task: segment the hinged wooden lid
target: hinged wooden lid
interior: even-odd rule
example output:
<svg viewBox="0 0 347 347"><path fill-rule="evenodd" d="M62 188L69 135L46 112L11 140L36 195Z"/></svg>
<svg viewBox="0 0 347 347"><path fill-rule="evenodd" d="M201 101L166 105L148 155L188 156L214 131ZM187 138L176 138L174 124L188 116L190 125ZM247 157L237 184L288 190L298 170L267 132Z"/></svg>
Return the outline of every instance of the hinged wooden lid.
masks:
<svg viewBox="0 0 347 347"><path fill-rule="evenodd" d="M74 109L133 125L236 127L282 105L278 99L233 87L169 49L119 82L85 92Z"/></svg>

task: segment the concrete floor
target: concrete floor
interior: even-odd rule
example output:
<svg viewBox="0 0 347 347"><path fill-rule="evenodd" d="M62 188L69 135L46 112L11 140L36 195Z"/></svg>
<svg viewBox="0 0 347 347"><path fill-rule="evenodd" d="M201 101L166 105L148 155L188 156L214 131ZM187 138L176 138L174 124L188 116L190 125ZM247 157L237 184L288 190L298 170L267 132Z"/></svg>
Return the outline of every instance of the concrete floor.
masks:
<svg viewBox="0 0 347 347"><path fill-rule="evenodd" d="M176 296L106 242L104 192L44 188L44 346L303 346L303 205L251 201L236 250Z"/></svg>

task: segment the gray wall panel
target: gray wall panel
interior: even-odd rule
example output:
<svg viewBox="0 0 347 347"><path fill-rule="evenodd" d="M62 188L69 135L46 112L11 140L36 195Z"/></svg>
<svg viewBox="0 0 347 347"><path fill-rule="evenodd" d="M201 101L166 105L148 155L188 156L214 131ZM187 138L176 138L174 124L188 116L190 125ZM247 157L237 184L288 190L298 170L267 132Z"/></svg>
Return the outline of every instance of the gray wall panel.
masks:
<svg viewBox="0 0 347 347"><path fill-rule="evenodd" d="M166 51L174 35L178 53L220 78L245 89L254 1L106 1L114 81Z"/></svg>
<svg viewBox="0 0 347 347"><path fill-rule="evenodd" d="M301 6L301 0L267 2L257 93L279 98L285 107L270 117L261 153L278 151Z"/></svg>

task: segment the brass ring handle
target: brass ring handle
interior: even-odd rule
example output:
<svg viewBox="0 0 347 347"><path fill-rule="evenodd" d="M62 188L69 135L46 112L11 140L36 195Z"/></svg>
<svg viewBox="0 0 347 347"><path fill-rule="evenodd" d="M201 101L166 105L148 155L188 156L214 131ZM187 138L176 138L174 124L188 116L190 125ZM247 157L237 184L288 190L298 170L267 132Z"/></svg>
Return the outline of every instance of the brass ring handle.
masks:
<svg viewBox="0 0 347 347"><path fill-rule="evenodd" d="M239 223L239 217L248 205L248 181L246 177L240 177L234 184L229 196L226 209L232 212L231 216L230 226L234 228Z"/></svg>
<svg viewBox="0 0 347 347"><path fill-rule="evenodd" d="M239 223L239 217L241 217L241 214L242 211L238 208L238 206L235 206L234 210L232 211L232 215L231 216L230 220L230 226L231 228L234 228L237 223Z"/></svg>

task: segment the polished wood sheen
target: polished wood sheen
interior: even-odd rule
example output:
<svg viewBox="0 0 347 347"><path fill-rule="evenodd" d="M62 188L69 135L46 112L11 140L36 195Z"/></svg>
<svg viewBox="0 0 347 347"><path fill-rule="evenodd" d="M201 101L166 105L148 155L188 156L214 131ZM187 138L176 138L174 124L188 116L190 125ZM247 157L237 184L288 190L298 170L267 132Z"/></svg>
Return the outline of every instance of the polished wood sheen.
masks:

------------------------

Put every line of the material above into a numbered list, leaving out the blank lines.

> _ANSWER_:
1. task: segment the hinged wooden lid
2. target: hinged wooden lid
3. interior: even-odd rule
4. example output:
5. <svg viewBox="0 0 347 347"><path fill-rule="evenodd" d="M62 188L69 135L46 112L11 140L36 195Z"/></svg>
6. <svg viewBox="0 0 347 347"><path fill-rule="evenodd" d="M201 101L166 105L148 155L188 156L214 131ZM187 138L176 138L174 124L188 116L190 125ZM247 157L237 184L288 190L298 170L267 132Z"/></svg>
7. Return the outline of every instance of the hinged wooden lid.
8. masks:
9. <svg viewBox="0 0 347 347"><path fill-rule="evenodd" d="M74 109L133 125L236 127L282 105L278 99L233 87L169 49L119 82L85 92Z"/></svg>
10. task: segment the concrete floor
11. target: concrete floor
12. interior: even-odd rule
13. example output:
14. <svg viewBox="0 0 347 347"><path fill-rule="evenodd" d="M62 188L69 135L46 112L11 140L36 195Z"/></svg>
15. <svg viewBox="0 0 347 347"><path fill-rule="evenodd" d="M201 101L166 105L148 155L188 156L214 131ZM187 138L176 138L174 124L188 116L190 125ZM247 157L237 184L288 190L298 170L267 132Z"/></svg>
16. Return the outline of every instance of the concrete floor.
17. masks:
18. <svg viewBox="0 0 347 347"><path fill-rule="evenodd" d="M176 296L106 242L104 192L44 188L44 346L303 346L303 205L251 201L236 250Z"/></svg>
19. task: segment the gray wall panel
20. target: gray wall panel
21. interior: even-odd rule
22. example output:
23. <svg viewBox="0 0 347 347"><path fill-rule="evenodd" d="M62 188L69 135L46 112L11 140L36 195Z"/></svg>
24. <svg viewBox="0 0 347 347"><path fill-rule="evenodd" d="M201 101L166 105L148 155L188 156L214 131ZM187 138L176 138L174 124L188 116L190 125ZM247 157L237 184L288 190L298 170L267 132Z"/></svg>
25. Return the outline of every instance of the gray wall panel.
26. masks:
27. <svg viewBox="0 0 347 347"><path fill-rule="evenodd" d="M166 51L174 35L178 53L220 78L245 89L254 1L106 1L114 81Z"/></svg>
28. <svg viewBox="0 0 347 347"><path fill-rule="evenodd" d="M301 6L301 0L267 2L257 93L279 98L285 107L270 117L261 153L278 151Z"/></svg>
29. task: segment the brass ring handle
30. target: brass ring handle
31. interior: even-odd rule
32. example output:
33. <svg viewBox="0 0 347 347"><path fill-rule="evenodd" d="M62 188L69 135L46 112L11 140L36 195Z"/></svg>
34. <svg viewBox="0 0 347 347"><path fill-rule="evenodd" d="M201 101L166 105L148 155L188 156L214 131ZM187 138L176 138L174 124L188 116L190 125ZM247 157L237 184L288 190L298 170L267 132Z"/></svg>
35. Return the outline of every instance of the brass ring handle.
36. masks:
37. <svg viewBox="0 0 347 347"><path fill-rule="evenodd" d="M239 223L239 217L248 205L248 181L246 177L240 177L234 184L229 196L226 209L232 212L231 216L230 226L234 228Z"/></svg>
38. <svg viewBox="0 0 347 347"><path fill-rule="evenodd" d="M239 223L239 217L241 217L241 214L242 211L238 208L238 206L235 206L234 210L232 211L232 215L231 216L230 220L230 226L231 228L234 228L237 223Z"/></svg>
39. task: segment the polished wood sheen
40. target: polished wood sheen
41. interior: even-odd rule
42. example output:
43. <svg viewBox="0 0 347 347"><path fill-rule="evenodd" d="M62 188L69 135L46 112L11 140L36 195Z"/></svg>
44. <svg viewBox="0 0 347 347"><path fill-rule="evenodd" d="M201 101L166 105L148 155L188 156L214 131ZM187 138L176 138L174 124L188 116L190 125ZM247 157L237 184L288 190L298 170L267 132Z"/></svg>
45. Return the outline of every instance of the polished wood sheen.
46. masks:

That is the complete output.